> _Input for this task_:
########################################
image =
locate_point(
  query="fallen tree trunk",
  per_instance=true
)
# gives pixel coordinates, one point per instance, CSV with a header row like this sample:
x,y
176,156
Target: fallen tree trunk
########################################
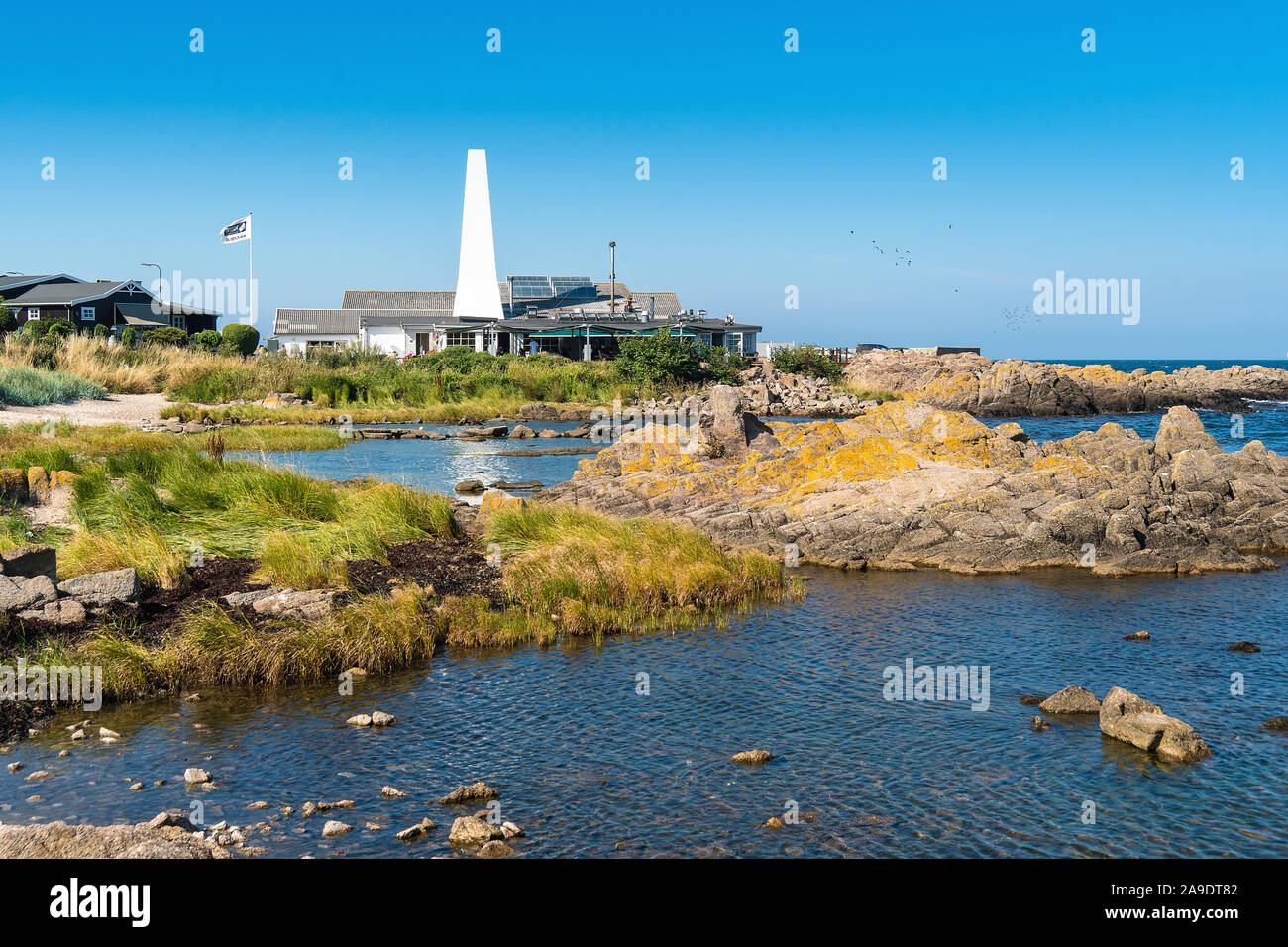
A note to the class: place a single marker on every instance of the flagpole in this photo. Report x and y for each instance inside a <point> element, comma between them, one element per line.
########################################
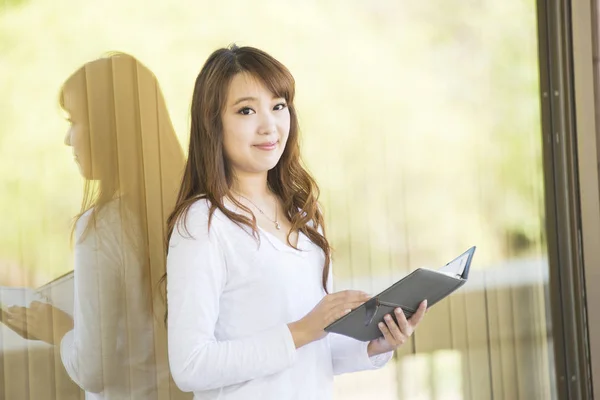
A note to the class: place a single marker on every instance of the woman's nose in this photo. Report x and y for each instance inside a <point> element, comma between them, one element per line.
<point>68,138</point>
########################################
> _Written request_: Show each line of the material above that contains the word "photo". Letter case counts.

> _Task result_:
A note to the class: place a single marker on every instance of the flagpole in this photo. Report x and y for each instance inside a <point> element, comma between them, one element per line.
A note to the class: place a single marker on every instance of the woman's nose in this photo. Report x and y for each instance inside a <point> element, comma between them, one element per line.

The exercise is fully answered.